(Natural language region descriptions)

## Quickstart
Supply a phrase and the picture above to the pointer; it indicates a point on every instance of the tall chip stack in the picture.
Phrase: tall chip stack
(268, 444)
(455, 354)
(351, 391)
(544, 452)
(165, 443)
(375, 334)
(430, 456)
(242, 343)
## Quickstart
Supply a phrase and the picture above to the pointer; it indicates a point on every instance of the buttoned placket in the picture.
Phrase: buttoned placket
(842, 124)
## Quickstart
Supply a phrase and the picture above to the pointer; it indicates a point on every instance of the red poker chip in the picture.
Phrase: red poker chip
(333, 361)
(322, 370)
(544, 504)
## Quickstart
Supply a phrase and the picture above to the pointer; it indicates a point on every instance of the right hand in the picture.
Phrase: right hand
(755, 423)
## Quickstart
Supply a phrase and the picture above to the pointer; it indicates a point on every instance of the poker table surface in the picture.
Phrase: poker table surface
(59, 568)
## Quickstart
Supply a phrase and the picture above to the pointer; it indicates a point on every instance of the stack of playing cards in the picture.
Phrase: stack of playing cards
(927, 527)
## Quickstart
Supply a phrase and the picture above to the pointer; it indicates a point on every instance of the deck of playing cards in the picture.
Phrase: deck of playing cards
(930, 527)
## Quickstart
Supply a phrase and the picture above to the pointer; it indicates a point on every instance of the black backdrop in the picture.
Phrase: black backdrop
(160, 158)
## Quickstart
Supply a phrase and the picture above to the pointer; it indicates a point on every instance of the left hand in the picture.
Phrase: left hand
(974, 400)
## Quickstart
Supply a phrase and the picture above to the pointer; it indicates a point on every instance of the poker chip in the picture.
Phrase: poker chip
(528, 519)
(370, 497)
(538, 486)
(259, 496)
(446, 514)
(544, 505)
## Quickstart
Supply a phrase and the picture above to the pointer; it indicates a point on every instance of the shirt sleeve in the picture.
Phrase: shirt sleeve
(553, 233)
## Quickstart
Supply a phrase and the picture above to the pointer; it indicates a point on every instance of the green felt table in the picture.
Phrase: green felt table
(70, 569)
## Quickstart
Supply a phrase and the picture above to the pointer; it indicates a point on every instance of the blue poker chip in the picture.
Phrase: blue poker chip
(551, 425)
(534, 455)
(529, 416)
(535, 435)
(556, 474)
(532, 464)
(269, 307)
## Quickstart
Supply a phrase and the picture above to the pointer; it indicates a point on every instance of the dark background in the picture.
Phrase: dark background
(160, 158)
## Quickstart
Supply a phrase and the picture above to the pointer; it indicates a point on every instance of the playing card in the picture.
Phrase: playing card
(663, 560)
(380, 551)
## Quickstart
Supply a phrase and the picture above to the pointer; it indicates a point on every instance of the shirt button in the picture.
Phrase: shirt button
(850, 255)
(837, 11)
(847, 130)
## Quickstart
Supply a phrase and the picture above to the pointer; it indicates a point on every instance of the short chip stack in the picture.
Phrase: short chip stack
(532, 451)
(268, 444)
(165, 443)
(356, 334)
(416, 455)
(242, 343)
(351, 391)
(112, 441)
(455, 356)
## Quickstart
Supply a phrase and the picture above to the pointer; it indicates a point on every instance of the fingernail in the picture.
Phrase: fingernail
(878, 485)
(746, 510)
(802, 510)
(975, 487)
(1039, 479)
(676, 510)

---

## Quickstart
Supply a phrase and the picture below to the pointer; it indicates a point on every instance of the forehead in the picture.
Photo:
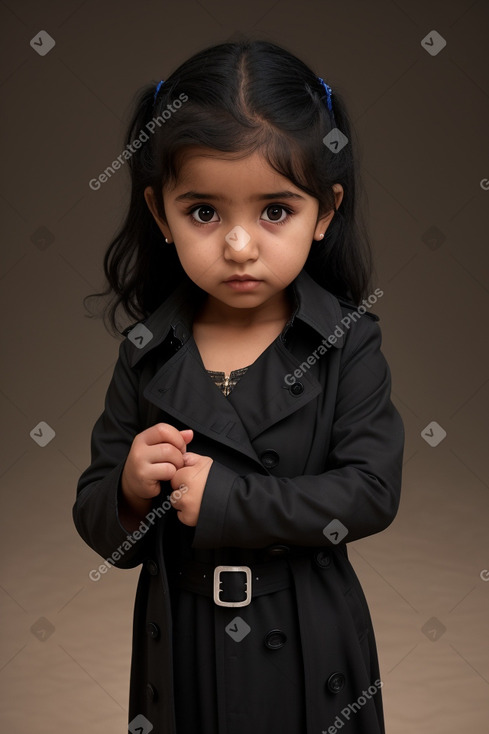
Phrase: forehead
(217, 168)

--

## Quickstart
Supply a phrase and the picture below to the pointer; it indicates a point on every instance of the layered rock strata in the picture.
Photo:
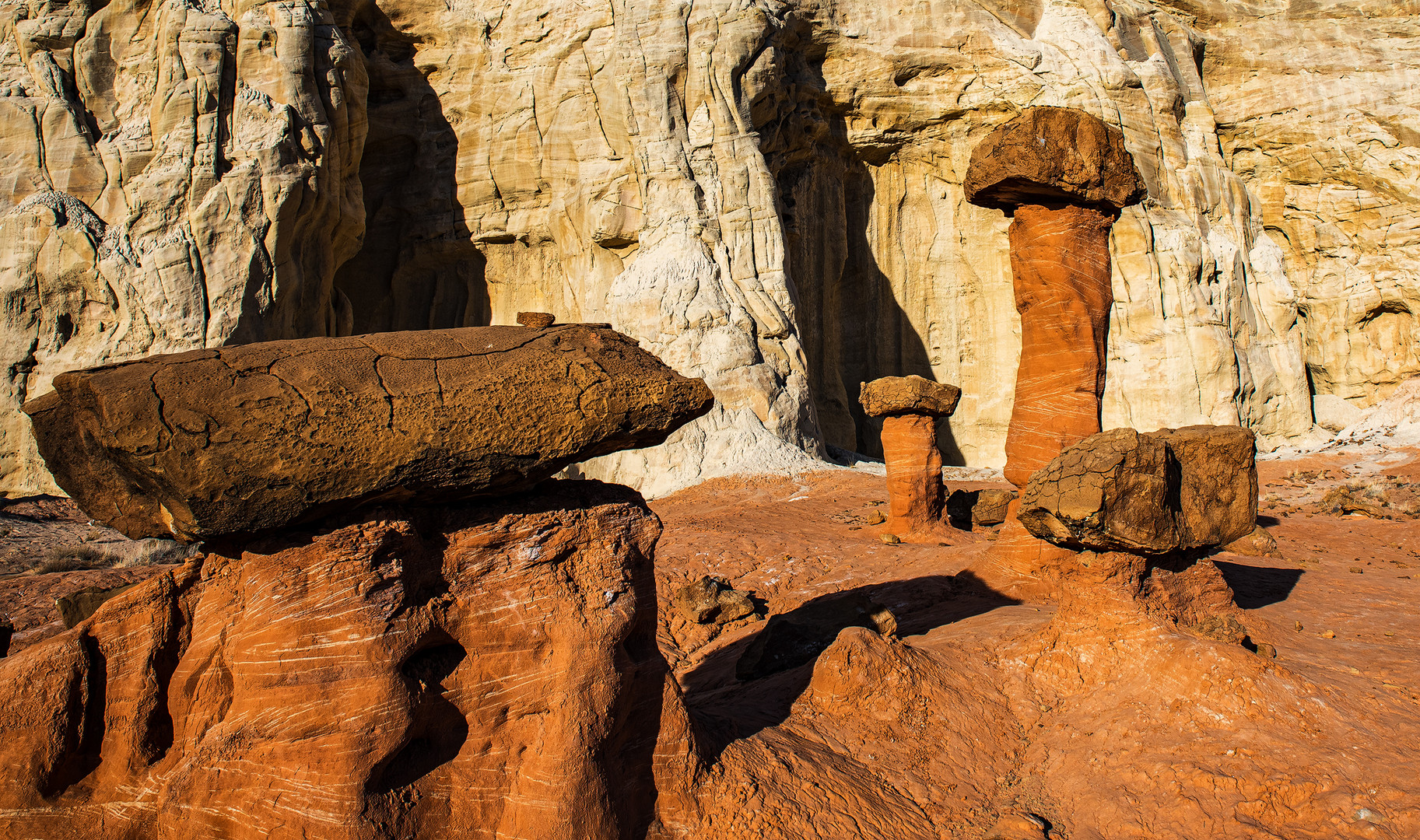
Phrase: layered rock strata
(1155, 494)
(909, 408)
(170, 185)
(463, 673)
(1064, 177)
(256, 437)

*Directions:* Lines from the entries that contain the string "below" must be found and copied.

*Answer box:*
Supply a phrase and the picture below to the pointer; it indicates a point on every instance of the forehead in the picture.
Supply a phrase and the picture below to the pointer; it indicates a point on every instance of the layered rock strata in the picture.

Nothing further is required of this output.